◆ WHAT YOU ARE ASKED TO DO
Convert the whole listing below into a JSON list of strings with one string per line, skipping blank lines. Leave out the picture line.

# # # # #

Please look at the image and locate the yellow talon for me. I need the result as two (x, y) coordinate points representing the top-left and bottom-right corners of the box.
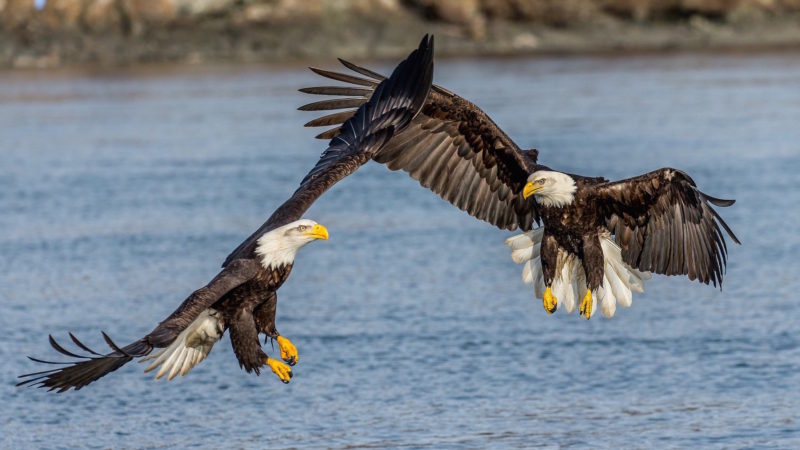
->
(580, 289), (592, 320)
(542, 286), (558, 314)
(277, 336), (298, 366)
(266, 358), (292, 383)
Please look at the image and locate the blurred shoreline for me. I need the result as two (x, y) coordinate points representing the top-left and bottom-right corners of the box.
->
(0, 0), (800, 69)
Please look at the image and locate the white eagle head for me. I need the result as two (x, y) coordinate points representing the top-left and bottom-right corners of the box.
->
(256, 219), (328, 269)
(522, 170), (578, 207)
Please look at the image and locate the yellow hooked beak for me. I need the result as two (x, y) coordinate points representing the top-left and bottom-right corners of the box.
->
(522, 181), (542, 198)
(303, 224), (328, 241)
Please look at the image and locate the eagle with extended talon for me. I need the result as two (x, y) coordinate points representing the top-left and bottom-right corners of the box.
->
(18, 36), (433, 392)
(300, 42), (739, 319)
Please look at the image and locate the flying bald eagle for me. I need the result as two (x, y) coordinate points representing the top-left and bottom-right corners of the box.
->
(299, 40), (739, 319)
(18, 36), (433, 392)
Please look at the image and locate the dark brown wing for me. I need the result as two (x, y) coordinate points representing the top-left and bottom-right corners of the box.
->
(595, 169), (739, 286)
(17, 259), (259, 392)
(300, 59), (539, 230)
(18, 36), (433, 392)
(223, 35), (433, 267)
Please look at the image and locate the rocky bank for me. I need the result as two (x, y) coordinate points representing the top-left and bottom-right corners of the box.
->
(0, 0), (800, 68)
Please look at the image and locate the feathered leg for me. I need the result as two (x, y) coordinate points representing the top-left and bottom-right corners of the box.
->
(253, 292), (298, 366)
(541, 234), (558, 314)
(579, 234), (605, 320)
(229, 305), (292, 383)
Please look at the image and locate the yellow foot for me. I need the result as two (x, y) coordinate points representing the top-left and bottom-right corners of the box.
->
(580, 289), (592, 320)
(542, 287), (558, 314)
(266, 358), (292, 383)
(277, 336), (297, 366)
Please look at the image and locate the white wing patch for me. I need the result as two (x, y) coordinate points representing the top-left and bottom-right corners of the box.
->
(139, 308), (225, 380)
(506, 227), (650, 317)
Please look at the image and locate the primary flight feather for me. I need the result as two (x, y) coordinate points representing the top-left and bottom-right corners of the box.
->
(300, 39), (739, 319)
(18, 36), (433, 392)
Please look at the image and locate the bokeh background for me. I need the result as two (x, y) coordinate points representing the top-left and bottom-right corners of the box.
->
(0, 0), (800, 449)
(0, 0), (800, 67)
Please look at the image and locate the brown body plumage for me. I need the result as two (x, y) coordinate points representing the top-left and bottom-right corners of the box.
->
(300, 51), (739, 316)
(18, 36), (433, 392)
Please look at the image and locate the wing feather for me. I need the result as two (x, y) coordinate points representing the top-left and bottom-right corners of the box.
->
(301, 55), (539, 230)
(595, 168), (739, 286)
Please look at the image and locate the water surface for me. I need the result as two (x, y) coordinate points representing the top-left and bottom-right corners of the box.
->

# # # # #

◆ FINAL RESULT
[
  "Please look at the image and locate the yellow talon for me. I need the result as two (x, y) coordinate points representing the top-left and bottom-right corners of the box.",
  "->",
  "(580, 289), (592, 320)",
  "(542, 286), (558, 314)",
  "(277, 336), (298, 366)",
  "(266, 358), (292, 383)",
  "Please look at the image and locate the blurred shoreline for me. I need the result as two (x, y) coordinate points representing the top-left and bottom-right corners of the box.",
  "->",
  "(0, 0), (800, 69)",
  "Please look at the image and locate the white eagle head for me. I need the result as two (x, y) coordinate points representing the top-left and bottom-right corners of the box.",
  "->",
  "(256, 219), (328, 269)",
  "(522, 170), (578, 207)",
  "Please look at the image and locate the yellow hooked beak for me. I need the result as two (x, y) coordinate points representing the top-left and bottom-right corners of the box.",
  "->",
  "(522, 181), (542, 198)",
  "(303, 224), (328, 241)",
  "Please look at the image and locate the eagle with extended talon for me. I need the result as two (x, y) coordinate points representing the top-left and bottom-right corners of the box.",
  "->",
  "(18, 36), (433, 392)",
  "(300, 42), (739, 319)",
  "Please look at the image and locate the flying bald eagle for me. I need the result as two (x, y) coordinate points representing the top-left and bottom-right corners of the box.",
  "->",
  "(299, 40), (739, 319)",
  "(18, 36), (433, 392)",
  "Please look at the image and locate the dark brown wing for me. I need the result as two (x, y) coordinate points representing the top-left and bottom-right corners of the box.",
  "->",
  "(595, 169), (739, 286)",
  "(17, 259), (259, 392)",
  "(300, 59), (539, 230)",
  "(18, 36), (433, 392)",
  "(223, 35), (433, 267)",
  "Please look at the image and locate the rocky bank for me. I need the result as two (x, y) coordinate points representing the top-left and bottom-right corners of the box.",
  "->",
  "(0, 0), (800, 68)",
  "Please look at the image and locate the feathered leg for me. I need the result as two (x, y) coordinate points representing the top-left and bottom-right corners of the box.",
  "->",
  "(253, 292), (298, 366)",
  "(541, 234), (558, 314)",
  "(579, 234), (605, 320)",
  "(229, 305), (292, 383)",
  "Please look at the image and locate the yellow foot for me. I need the result as two (x, y) coordinate points representing the top-left and bottom-right corners of the box.",
  "->",
  "(580, 289), (592, 320)",
  "(542, 287), (558, 314)",
  "(266, 358), (292, 383)",
  "(277, 336), (297, 366)",
  "Please look at the image and locate the white wing patch for me. I need the result as two (x, y) coordinate points representing the top-left and bottom-right corners of the box.",
  "->",
  "(139, 308), (225, 380)",
  "(506, 227), (650, 317)",
  "Please look at the image and locate the primary flight feather for me. I need the result as two (x, y) coordinate points representing the top-left and bottom-right corners of the box.",
  "->",
  "(300, 39), (739, 319)",
  "(18, 36), (433, 392)",
  "Please look at the image and locate the bokeh background for me. I need the result as two (x, y) coordinate points representing the top-left and bottom-right corners of the box.",
  "->",
  "(0, 0), (800, 449)",
  "(0, 0), (800, 67)",
  "Please look at the image and locate the brown body plumage for me. I need the result as two (x, y) coordinate points representing the top-left and bottom-right corners of the box.",
  "->",
  "(300, 51), (739, 316)",
  "(18, 36), (433, 392)",
  "Please look at the image and locate the wing feather for me. I need the result as two (x, y) coordinate points representing the top-left and bottom-right corners of the box.",
  "->",
  "(301, 55), (539, 230)",
  "(595, 168), (739, 286)",
  "Please look at the image and locate the water surface for me. I need the result as two (x, y) coordinate points representing the top-left and bottom-right corners of the box.",
  "->"
]